◆ **SET OF TASKS**
A) Decide whether each statement below agrees with the text about the Blandford fly, answering yes or no and quoting the words of the text that decide it. (i) The female seeks a blood meal before mating. (ii) The fly spends its larval stage in fast-flowing mountain streams. (iii) About 600 people visited their doctors in Blandford over four weeks in the autumn of 1972.
B) Extend the text about the Blandford fly with a few more sentences, picking up after its final sentence.

◆ **EXTRACTED TEXT**
=-=-=

Blandford fly

Scientific classification
- Kingdom: Animalia
- Phylum: Arthropoda
- Clade: Pancrustacea
- Class: Insecta
- Order: Diptera
- Family: Simuliidae
- Genus: Simulium
- Species: S. posticatum
- Binomial name: Simulium posticatum Meigen, 1838
- Synonyms: S. austeni Edwards, 1915; S. pseudoreptans Enderlein, 1935; S. venustum Old World authors; S. verecundum Old World authors;

= Blandford fly =

- Authority: Meigen, 1838
- Synonyms: S. austeni Edwards, 1915, S. pseudoreptans Enderlein, 1935, S. venustum Old World authors, S. verecundum Old World authors

Species of fly

The Blandford fly (Simulium posticatum) is a species of black fly. It is a biting insect found in Europe, Turkey and western Siberia. It spends its larval stage in the weedbeds of slow flowing rivers and when the fly emerges, the female seeks a blood meal before mating. It usually bites the lower legs causing pain, itching and swelling. Scratching the irritated areas can lead to breaks in the skin, after which infection may set in.

The Blandford fly's English common name derives from a major outbreak of people being bitten around the town of Blandford Forum in Dorset, England, in the 1960s and 1970s. In a four-week period during the spring of 1972, some 600 people were estimated to have visited their doctors in Blandford to be treated for insect bites.

=-=-=

◆ **DATA FOR REVIEW**
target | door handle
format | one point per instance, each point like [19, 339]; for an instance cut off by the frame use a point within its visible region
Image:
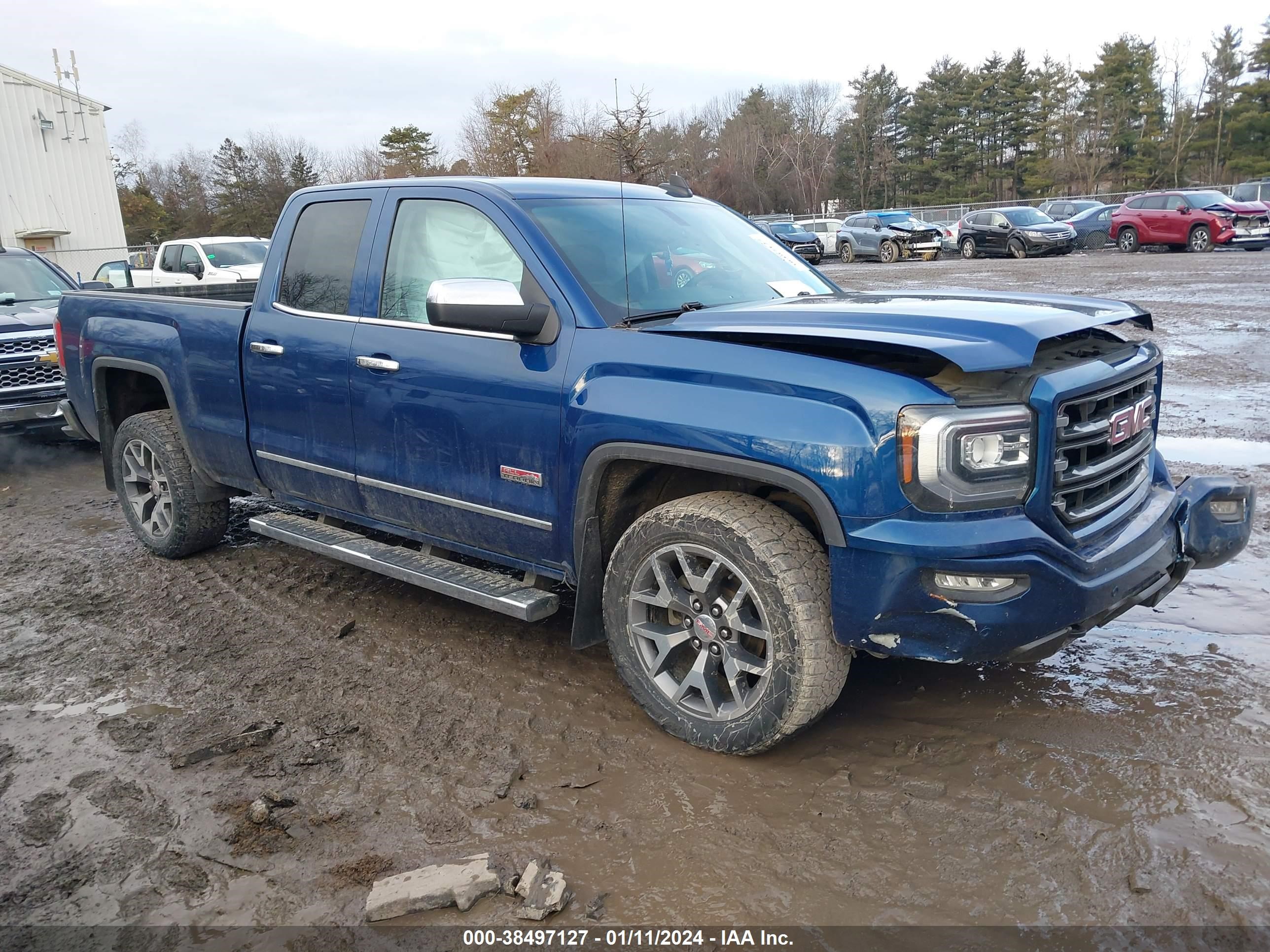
[379, 364]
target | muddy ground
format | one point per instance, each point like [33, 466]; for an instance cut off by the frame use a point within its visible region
[1125, 781]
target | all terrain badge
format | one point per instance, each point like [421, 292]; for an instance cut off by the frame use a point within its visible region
[525, 476]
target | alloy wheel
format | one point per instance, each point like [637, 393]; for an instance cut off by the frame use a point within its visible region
[146, 488]
[700, 633]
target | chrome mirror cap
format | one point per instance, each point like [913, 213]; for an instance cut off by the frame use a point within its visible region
[486, 292]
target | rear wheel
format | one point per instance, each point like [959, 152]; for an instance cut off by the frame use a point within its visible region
[155, 484]
[717, 610]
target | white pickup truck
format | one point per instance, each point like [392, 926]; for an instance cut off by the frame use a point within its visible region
[204, 261]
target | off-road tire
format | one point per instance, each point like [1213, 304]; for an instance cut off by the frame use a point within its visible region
[1200, 239]
[195, 526]
[789, 574]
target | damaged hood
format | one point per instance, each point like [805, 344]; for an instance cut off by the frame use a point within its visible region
[977, 331]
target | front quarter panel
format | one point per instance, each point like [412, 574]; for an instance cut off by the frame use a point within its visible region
[836, 424]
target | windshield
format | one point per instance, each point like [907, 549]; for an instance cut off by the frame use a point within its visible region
[673, 253]
[1203, 200]
[1028, 216]
[232, 254]
[26, 278]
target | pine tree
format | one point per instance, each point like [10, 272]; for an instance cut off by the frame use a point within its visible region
[408, 151]
[237, 192]
[301, 174]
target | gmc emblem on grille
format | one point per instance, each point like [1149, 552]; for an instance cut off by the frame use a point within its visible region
[1130, 422]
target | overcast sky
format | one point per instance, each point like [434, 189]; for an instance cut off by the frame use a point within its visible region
[341, 73]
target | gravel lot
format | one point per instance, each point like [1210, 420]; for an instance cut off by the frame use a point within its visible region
[1125, 781]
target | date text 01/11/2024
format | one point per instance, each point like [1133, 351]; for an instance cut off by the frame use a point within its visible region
[741, 938]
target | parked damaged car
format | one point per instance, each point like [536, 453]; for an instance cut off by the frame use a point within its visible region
[1197, 220]
[888, 237]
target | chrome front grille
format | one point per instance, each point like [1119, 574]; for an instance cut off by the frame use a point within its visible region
[30, 376]
[1103, 448]
[14, 347]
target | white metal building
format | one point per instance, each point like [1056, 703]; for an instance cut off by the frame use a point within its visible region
[58, 188]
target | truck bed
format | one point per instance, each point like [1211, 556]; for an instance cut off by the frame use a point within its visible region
[243, 291]
[191, 342]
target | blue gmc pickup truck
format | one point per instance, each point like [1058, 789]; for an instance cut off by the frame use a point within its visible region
[488, 387]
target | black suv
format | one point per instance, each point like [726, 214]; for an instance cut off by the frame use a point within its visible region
[798, 240]
[1020, 233]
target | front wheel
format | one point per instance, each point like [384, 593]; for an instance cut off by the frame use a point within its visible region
[155, 484]
[717, 610]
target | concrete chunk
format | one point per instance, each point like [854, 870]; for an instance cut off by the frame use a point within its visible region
[432, 887]
[544, 890]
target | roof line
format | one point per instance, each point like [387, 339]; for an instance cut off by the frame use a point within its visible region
[27, 79]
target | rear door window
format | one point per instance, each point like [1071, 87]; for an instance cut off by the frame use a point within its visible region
[320, 259]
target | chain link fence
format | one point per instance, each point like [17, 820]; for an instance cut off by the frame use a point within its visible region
[82, 263]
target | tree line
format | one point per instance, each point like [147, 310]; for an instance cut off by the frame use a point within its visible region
[1001, 130]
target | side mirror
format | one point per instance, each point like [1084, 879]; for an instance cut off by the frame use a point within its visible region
[487, 305]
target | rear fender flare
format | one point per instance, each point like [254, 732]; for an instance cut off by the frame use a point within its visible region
[206, 490]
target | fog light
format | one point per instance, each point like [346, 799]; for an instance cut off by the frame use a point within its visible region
[1227, 510]
[973, 583]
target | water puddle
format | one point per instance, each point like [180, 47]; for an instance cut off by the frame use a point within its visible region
[1216, 451]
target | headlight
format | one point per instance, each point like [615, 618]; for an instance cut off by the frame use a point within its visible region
[964, 457]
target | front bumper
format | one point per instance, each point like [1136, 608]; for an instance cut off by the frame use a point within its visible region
[884, 598]
[1041, 247]
[31, 418]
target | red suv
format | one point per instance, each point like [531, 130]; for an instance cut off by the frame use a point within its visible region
[1196, 220]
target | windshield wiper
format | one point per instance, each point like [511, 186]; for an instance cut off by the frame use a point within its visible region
[662, 315]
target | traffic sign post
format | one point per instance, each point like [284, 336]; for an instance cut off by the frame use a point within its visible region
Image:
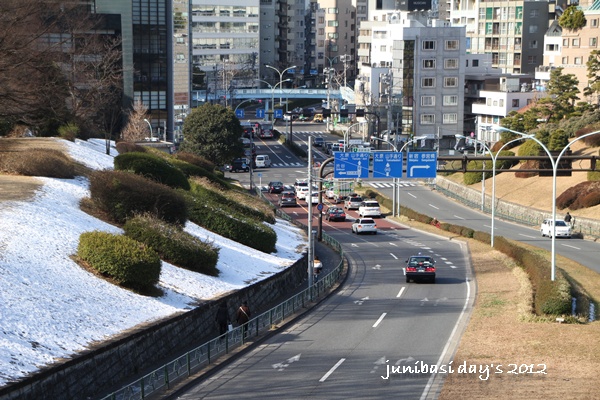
[421, 164]
[387, 165]
[351, 165]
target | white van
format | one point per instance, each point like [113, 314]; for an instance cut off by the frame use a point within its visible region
[262, 161]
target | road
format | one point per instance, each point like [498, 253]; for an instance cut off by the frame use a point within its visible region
[354, 344]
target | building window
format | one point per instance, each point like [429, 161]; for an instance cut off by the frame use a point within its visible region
[452, 45]
[427, 82]
[451, 100]
[428, 101]
[450, 118]
[429, 45]
[427, 119]
[451, 63]
[450, 81]
[429, 64]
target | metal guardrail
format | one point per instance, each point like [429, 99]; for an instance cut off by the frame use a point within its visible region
[202, 356]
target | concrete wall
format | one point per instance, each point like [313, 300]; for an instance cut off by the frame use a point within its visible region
[102, 368]
[588, 228]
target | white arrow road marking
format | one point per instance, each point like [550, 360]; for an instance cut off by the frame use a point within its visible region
[379, 320]
[401, 291]
[283, 365]
[331, 370]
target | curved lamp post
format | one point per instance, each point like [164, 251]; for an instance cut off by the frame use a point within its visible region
[555, 164]
[280, 76]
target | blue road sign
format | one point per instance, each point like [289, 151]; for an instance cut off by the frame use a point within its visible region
[421, 164]
[387, 165]
[351, 165]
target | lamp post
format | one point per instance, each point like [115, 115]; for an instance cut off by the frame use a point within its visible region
[280, 76]
[149, 125]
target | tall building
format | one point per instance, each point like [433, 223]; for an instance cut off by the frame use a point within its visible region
[511, 31]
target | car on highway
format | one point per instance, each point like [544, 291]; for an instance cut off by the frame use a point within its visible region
[369, 208]
[335, 214]
[275, 187]
[353, 202]
[364, 225]
[288, 199]
[420, 267]
[562, 229]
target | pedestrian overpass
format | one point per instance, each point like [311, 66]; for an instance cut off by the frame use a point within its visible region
[344, 93]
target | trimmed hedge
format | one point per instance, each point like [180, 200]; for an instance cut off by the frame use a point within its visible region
[127, 261]
[153, 167]
[123, 195]
[173, 244]
[232, 225]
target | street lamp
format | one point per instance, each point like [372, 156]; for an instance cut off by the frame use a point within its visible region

=-=-=

◆ **TASK RESULTS**
A)
(i) Yes: "the female seeks a blood meal before mating"
(ii) No: "It spends its larval stage in the weedbeds of slow flowing rivers"
(iii) No: "In a four-week period during the spring of 1972, some 600 people were estimated to have visited their doctors in Blandford"

B)
In the late 1980s, Dorset County Council asked the Institute for Freshwater Ecology (now the Centre for Ecology and Hydrology), then based in Wareham, Dorset, to investigate a means of ameliorating the problem. They suggested using a biological, bacterial insecticide, Bacillus thuringiensis israelensis (Bti), which was sprayed into the weed beds, resulting in the destruction of 80–90% of the Blandford fly larvae and a corresponding reduction in the numbers of people bitten. Indeed, it is reported that the number of people bitten has dropped to less than one hundredth of those affected in 1989. The fly has begun affecting people in other parts of southern England, such as Oxfordshire.

==Distribution==
The Blandford fly has been recorded in the following countries: Czech Republic, Denmark, Finland, France, Latvia, Germany, Austria, Belarus, Belgium, southern England, Ireland, Italy, Lithuania, Luxembourg, Netherlands, Norway, Poland, Russia (European Russia and western Siberia), Slovenia, Sweden, Turkey, and Ukraine.